## Your instructions
Reproduce the records below verbatim, keeping every line and character unchanged.

## The data

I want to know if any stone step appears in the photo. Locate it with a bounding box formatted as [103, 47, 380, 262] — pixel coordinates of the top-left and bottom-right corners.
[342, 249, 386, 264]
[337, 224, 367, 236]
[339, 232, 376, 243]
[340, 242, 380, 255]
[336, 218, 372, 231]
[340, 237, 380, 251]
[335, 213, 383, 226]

## Correct response
I want to know if any stone step appears in the photo. Locate it with a bounding box formatted as [103, 47, 380, 262] — pixel coordinates of the top-left and bottom-right corners.
[342, 249, 386, 264]
[337, 224, 367, 236]
[339, 232, 376, 243]
[340, 242, 380, 255]
[336, 218, 372, 231]
[340, 237, 380, 251]
[335, 213, 383, 226]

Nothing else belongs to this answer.